Set down all of the data that follows word for word, without the images.

* * * * * * * * *

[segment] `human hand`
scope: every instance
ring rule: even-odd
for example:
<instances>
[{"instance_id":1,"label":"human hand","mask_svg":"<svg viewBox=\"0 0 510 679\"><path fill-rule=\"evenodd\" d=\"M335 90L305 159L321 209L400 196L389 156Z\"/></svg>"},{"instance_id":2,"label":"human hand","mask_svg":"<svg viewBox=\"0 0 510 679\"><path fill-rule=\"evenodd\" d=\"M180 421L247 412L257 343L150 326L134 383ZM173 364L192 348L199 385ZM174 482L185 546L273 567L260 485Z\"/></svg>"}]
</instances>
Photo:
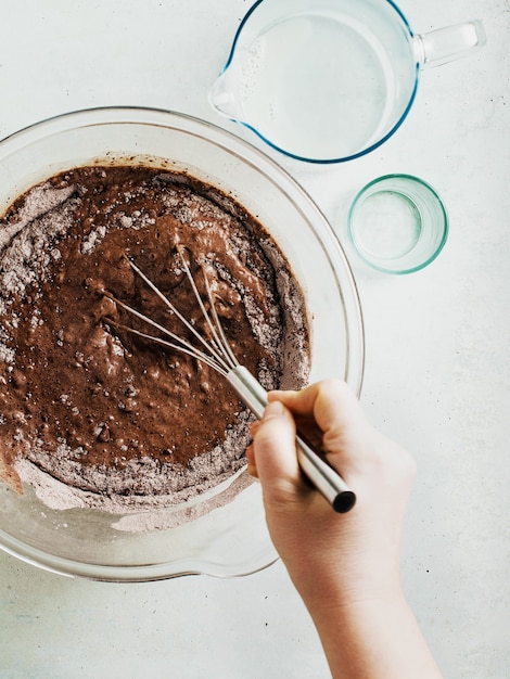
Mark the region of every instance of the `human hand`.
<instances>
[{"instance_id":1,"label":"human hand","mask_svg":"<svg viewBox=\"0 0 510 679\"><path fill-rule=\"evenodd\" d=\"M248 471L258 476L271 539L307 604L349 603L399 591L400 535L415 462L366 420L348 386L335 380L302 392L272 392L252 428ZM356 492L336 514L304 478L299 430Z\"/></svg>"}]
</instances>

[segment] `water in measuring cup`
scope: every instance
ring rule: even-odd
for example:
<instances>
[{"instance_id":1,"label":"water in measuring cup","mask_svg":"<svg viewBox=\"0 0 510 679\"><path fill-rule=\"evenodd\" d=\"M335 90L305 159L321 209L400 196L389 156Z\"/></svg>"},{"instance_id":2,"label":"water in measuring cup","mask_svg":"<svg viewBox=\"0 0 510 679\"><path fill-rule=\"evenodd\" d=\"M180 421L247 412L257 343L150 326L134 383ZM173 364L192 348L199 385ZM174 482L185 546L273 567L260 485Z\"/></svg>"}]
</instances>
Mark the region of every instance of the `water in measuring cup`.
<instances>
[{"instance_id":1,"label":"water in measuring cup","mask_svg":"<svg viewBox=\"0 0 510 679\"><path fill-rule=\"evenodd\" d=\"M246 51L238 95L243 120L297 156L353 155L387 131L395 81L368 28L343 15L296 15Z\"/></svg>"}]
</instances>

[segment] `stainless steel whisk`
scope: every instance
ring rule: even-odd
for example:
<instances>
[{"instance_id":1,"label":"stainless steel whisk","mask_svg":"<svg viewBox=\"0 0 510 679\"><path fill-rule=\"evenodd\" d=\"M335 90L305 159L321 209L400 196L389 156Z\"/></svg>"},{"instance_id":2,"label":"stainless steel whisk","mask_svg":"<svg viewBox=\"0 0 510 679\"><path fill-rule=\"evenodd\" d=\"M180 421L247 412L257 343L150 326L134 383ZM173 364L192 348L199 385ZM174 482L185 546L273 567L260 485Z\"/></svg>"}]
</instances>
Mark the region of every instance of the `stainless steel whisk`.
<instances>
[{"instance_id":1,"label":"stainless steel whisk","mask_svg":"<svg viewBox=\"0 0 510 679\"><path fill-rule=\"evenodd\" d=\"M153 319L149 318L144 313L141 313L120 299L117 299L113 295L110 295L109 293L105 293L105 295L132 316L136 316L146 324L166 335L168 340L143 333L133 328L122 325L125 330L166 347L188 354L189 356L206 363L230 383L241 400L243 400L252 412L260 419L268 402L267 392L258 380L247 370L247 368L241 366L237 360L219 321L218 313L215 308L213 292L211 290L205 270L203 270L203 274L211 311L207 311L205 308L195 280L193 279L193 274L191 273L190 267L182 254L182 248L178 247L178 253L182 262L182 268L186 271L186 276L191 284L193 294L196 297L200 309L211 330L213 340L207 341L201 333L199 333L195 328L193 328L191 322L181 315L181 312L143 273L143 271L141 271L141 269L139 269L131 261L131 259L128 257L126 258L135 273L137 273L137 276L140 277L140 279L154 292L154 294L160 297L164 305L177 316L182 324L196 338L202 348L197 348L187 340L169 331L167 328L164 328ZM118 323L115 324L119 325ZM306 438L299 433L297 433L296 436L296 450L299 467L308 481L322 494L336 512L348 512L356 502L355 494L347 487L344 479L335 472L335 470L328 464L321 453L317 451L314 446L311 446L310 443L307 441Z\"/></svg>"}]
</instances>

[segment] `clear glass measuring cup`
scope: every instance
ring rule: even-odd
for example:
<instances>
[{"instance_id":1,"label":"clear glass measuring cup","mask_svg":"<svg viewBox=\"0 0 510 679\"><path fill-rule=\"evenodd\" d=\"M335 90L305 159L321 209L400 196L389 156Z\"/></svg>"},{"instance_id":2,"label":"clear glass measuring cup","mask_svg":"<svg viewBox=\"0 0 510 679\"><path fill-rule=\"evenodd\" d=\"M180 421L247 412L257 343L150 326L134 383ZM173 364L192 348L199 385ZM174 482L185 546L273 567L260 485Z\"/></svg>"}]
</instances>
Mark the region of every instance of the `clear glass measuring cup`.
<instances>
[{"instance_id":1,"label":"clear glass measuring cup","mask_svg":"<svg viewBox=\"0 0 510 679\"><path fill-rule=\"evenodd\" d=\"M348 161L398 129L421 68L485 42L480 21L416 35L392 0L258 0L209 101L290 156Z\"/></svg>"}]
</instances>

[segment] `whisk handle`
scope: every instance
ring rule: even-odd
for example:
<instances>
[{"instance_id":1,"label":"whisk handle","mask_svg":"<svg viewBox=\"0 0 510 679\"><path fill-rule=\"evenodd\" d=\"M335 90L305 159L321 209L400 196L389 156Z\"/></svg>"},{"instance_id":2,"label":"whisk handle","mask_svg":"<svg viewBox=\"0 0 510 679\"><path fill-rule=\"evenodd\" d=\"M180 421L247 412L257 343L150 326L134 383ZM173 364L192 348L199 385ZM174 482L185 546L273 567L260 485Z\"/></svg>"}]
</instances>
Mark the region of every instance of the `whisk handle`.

* * * * * * * * *

[THE ANSWER]
[segment] `human hand`
scope: every instance
ring rule: even-odd
for example:
<instances>
[{"instance_id":1,"label":"human hand","mask_svg":"<svg viewBox=\"0 0 510 679\"><path fill-rule=\"evenodd\" d=\"M335 90L305 159L321 209L400 196L389 156Z\"/></svg>"},{"instance_id":2,"label":"human hand","mask_svg":"<svg viewBox=\"0 0 510 679\"><path fill-rule=\"evenodd\" d=\"M180 421L247 412L257 343L150 326L134 383ZM173 364L192 348L199 385ZM174 482L185 546L273 567L260 485Z\"/></svg>"}]
</instances>
Photo:
Mark the region of every instance of the `human hand`.
<instances>
[{"instance_id":1,"label":"human hand","mask_svg":"<svg viewBox=\"0 0 510 679\"><path fill-rule=\"evenodd\" d=\"M248 471L258 476L271 539L307 604L349 603L399 591L400 535L415 462L366 420L348 386L335 380L302 392L272 392L252 428ZM356 492L336 514L304 478L299 430Z\"/></svg>"}]
</instances>

[segment] `water in measuring cup`
scope: every instance
ring rule: even-odd
for example:
<instances>
[{"instance_id":1,"label":"water in measuring cup","mask_svg":"<svg viewBox=\"0 0 510 679\"><path fill-rule=\"evenodd\" d=\"M335 90L305 159L321 209L400 196L389 156Z\"/></svg>"},{"instance_id":2,"label":"water in measuring cup","mask_svg":"<svg viewBox=\"0 0 510 679\"><path fill-rule=\"evenodd\" d=\"M180 421L247 412L257 343L150 326L134 383ZM173 364L192 348L199 385ZM174 482L185 546L273 567L260 485Z\"/></svg>"}]
</instances>
Mark the region of every instance of the `water in measuring cup`.
<instances>
[{"instance_id":1,"label":"water in measuring cup","mask_svg":"<svg viewBox=\"0 0 510 679\"><path fill-rule=\"evenodd\" d=\"M246 51L238 95L243 120L297 156L353 155L387 131L395 81L368 28L343 15L296 15Z\"/></svg>"}]
</instances>

[segment] `stainless steel whisk`
scope: every instance
ring rule: even-odd
for example:
<instances>
[{"instance_id":1,"label":"stainless steel whisk","mask_svg":"<svg viewBox=\"0 0 510 679\"><path fill-rule=\"evenodd\" d=\"M335 90L305 159L321 209L400 196L389 156Z\"/></svg>"},{"instance_id":2,"label":"stainless steel whisk","mask_svg":"<svg viewBox=\"0 0 510 679\"><path fill-rule=\"evenodd\" d=\"M180 421L247 412L257 343L150 326L134 383ZM173 364L192 348L199 385ZM174 482L185 546L273 567L260 485Z\"/></svg>"}]
</instances>
Mark the region of every instance of the `stainless steel whisk`.
<instances>
[{"instance_id":1,"label":"stainless steel whisk","mask_svg":"<svg viewBox=\"0 0 510 679\"><path fill-rule=\"evenodd\" d=\"M153 319L149 318L144 313L141 313L120 299L117 299L113 295L110 295L109 293L105 293L105 295L132 316L136 316L146 324L166 335L168 340L143 333L133 328L122 325L125 330L166 347L188 354L189 356L206 363L230 383L241 400L243 400L252 412L260 419L268 402L267 392L258 380L247 370L247 368L241 366L237 360L219 321L218 313L215 308L213 292L211 290L205 270L203 270L203 274L211 311L207 311L205 308L195 280L193 279L193 274L191 273L190 267L182 254L182 248L178 247L178 253L182 262L182 268L186 271L186 276L191 284L193 294L196 297L200 309L211 330L213 340L207 341L201 333L199 333L195 328L193 328L191 322L181 315L181 312L143 273L143 271L141 271L141 269L139 269L131 261L131 259L128 257L126 258L135 273L137 273L137 276L140 277L140 279L154 292L154 294L160 297L164 305L177 316L182 324L196 338L202 348L197 348L187 340L169 331L167 328L164 328ZM118 323L115 324L119 325ZM306 438L299 433L297 433L296 436L296 450L299 467L308 481L322 494L336 512L348 512L356 502L355 494L347 487L344 479L335 472L335 470L328 464L321 453L317 451L314 446L311 446L310 443L307 441Z\"/></svg>"}]
</instances>

[segment] `clear glass measuring cup`
scope: every instance
ring rule: even-odd
for example:
<instances>
[{"instance_id":1,"label":"clear glass measuring cup","mask_svg":"<svg viewBox=\"0 0 510 679\"><path fill-rule=\"evenodd\" d=\"M335 90L305 159L321 209L400 196L389 156Z\"/></svg>"},{"instance_id":2,"label":"clear glass measuring cup","mask_svg":"<svg viewBox=\"0 0 510 679\"><path fill-rule=\"evenodd\" d=\"M180 421L247 412L257 343L150 326L134 383ZM173 364L192 348L199 385ZM174 482L185 546L273 567L260 485Z\"/></svg>"}]
</instances>
Mark the region of every instance of the `clear glass measuring cup`.
<instances>
[{"instance_id":1,"label":"clear glass measuring cup","mask_svg":"<svg viewBox=\"0 0 510 679\"><path fill-rule=\"evenodd\" d=\"M348 161L398 129L421 68L485 42L480 21L416 35L392 0L258 0L209 101L290 156Z\"/></svg>"}]
</instances>

[segment] `whisk handle`
scope: every instance
ring rule: even-odd
for example:
<instances>
[{"instance_id":1,"label":"whisk handle","mask_svg":"<svg viewBox=\"0 0 510 679\"><path fill-rule=\"evenodd\" d=\"M335 90L305 159L321 209L400 196L389 156Z\"/></svg>"},{"instance_id":2,"label":"whisk handle","mask_svg":"<svg viewBox=\"0 0 510 679\"><path fill-rule=\"evenodd\" d=\"M180 421L247 412L257 343L150 326L134 383ZM173 364L192 348L199 385ZM174 482L185 546L273 567L260 485Z\"/></svg>"}]
</instances>
Mark the region of every instance of the `whisk handle`.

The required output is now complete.